Rafael Carpio Abad, camino a los 86 años, es uno de los pocos ecuatorianos que jamás pudo bailar la Chola Cuencana.
Había quedado huérfano de madre antes de cumplir un año y alguna vez la sirvienta juguetona, lanzándole por los aires, no pudo retenerlo de regreso y fue a estrellarse aparatosamente contra el suelo, derrengándose para el resto de la vida.
Aquel episodio asocia el viejo músico con los signos adversos que marcaron sus años iniciales. Su padre, maestro de capilla en varios templos de Cuenca, debía llevarlo a todas partes, pues desde la tremenda caída no quería confiar a nadie su cuidado.
La obligatoria cojera tenía como contrapeso el espíritu andariego que impulsaba a Rafael a buscar trabajo por todas partes, sin acostumbrarse a depender de los escasos ingresos del progenitor: en su niñez fue vendedor de periódicos, aprendiz de sastre, hojalatero y también le entró a la artesanía de la paja toquilla.

=== Acción requerida 1 ===
Resume en dos oraciones el fragmento sobre Rafael Carpio Abad.
=== Acción requerida 2 ===
Reescribe el pasaje del fragmento sobre Rafael Carpio Abad comprendido entre "Aquel episodio asocia" y "la paja toquilla.", ambos incluidos, y sustituye "maestro de capilla" por "director de coro".
=== Acción requerida 3 ===
Responde, por favor, estas preguntas sobre el fragmento sobre Rafael Carpio Abad:
(a) ¿Qué baile no pudo bailar nunca Rafael Carpio Abad?
(b) ¿Antes de qué edad quedó huérfano de madre?
(c) ¿En los templos de qué ciudad era maestro de capilla su padre?

=== Datos registrados ===
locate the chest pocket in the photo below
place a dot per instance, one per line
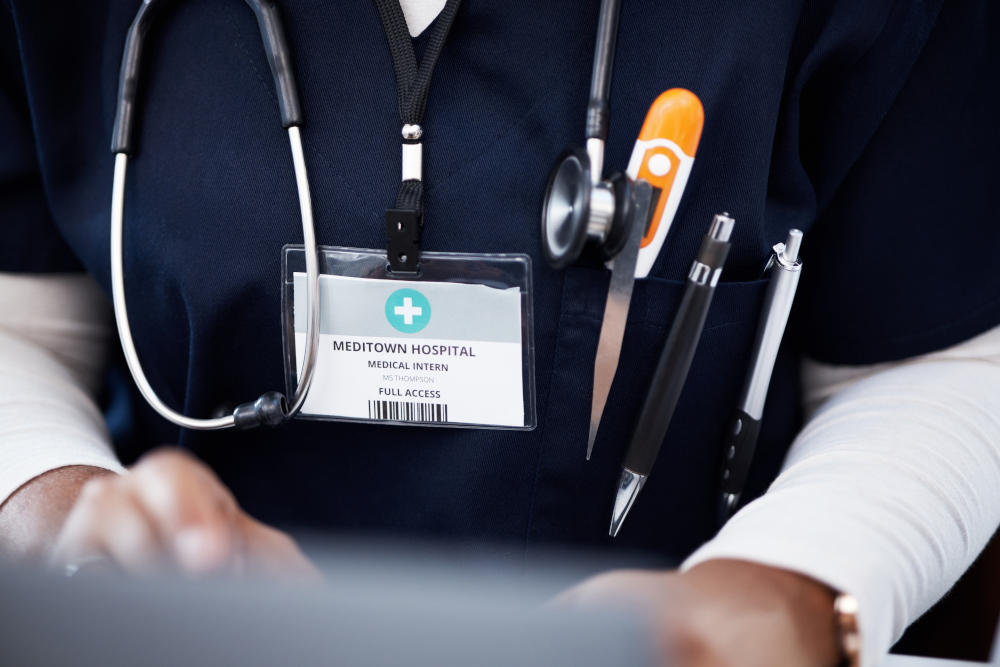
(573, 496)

---

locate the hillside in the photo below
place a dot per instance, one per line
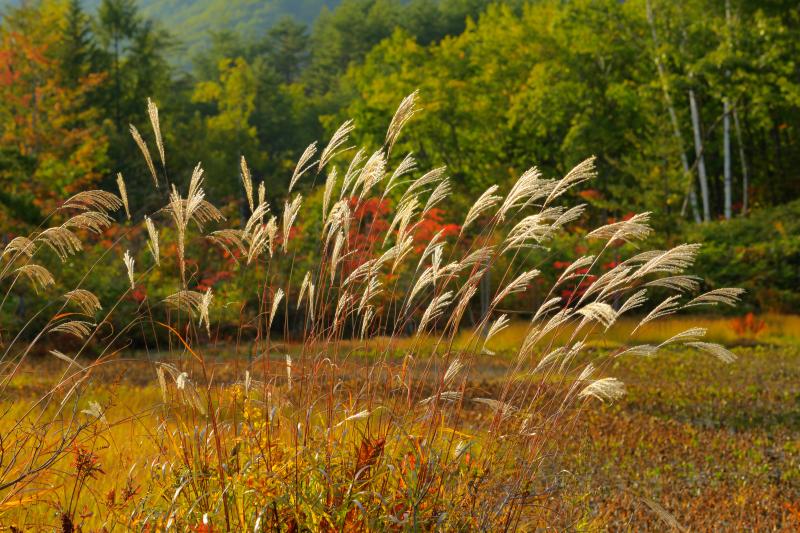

=== Tu respuesta 1 ===
Rafael Carpio Abad, un viejo músico camino a los 86 años, quedó lisiado de por vida cuando, de niño, una sirvienta que jugaba lanzándolo por los aires no pudo atraparlo y cayó contra el suelo. Pese a la cojera, desde su niñez buscó trabajo por todas partes y fue vendedor de periódicos, aprendiz de sastre, hojalatero y artesano de la paja toquilla.

=== Tu respuesta 2 ===
Aquel episodio asocia el viejo músico con los signos adversos que marcaron sus años iniciales. Su padre, director de coro en varios templos de Cuenca, debía llevarlo a todas partes, pues desde la tremenda caída no quería confiar a nadie su cuidado.
La obligatoria cojera tenía como contrapeso el espíritu andariego que impulsaba a Rafael a buscar trabajo por todas partes, sin acostumbrarse a depender de los escasos ingresos del progenitor: en su niñez fue vendedor de periódicos, aprendiz de sastre, hojalatero y también le entró a la artesanía de la paja toquilla.

=== Tu respuesta 3 ===
(a) La Chola Cuencana.
(b) Antes de cumplir un año.
(c) Cuenca.